▶ **Description of the task**: Rewrite the listing with every "rough mask" changed to "coarse mask" and all other text kept the same, and leave out the pictures.

Supplied records section start

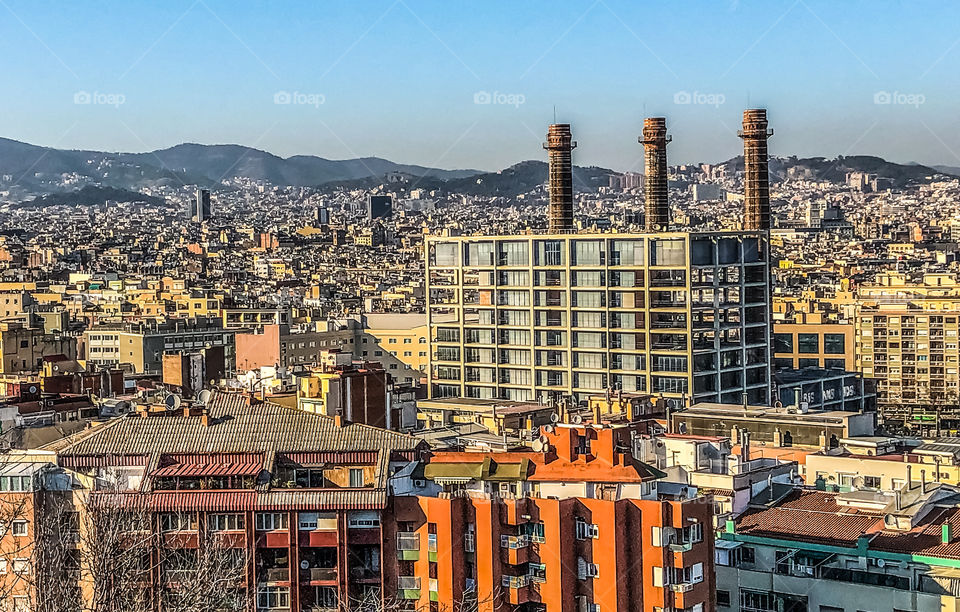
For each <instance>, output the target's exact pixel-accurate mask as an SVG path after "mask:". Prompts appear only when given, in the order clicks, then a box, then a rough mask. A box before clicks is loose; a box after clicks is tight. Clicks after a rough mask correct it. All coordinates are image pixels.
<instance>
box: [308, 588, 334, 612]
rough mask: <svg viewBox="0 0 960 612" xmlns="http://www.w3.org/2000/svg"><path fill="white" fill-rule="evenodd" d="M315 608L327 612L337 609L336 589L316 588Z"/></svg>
mask: <svg viewBox="0 0 960 612" xmlns="http://www.w3.org/2000/svg"><path fill="white" fill-rule="evenodd" d="M314 601H315V602H316V604H315V605H316V607H318V608H324V609H328V610H336V609H339V605H340V604H339V601H338V599H337V588H336V587H321V586H318V587H316V596H315V597H314Z"/></svg>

Supplied records section end

▶ **Response below**:
For each <instance>, output the target's exact pixel-accurate mask as an SVG path after "mask:". Prompts appear only when given, in the order clicks, then a box, then a coarse mask. A box before clicks is loose; a box after clicks is tight. Clicks after a coarse mask correct it. All coordinates are image pixels.
<instance>
box: [308, 588, 334, 612]
coarse mask: <svg viewBox="0 0 960 612" xmlns="http://www.w3.org/2000/svg"><path fill="white" fill-rule="evenodd" d="M315 608L327 612L337 609L336 589L316 588Z"/></svg>
mask: <svg viewBox="0 0 960 612" xmlns="http://www.w3.org/2000/svg"><path fill="white" fill-rule="evenodd" d="M314 601H315V602H316V604H315V605H316V607H318V608H324V609H328V610H336V609H339V605H340V604H339V601H338V599H337V588H336V587H321V586H318V587H316V596H315V597H314Z"/></svg>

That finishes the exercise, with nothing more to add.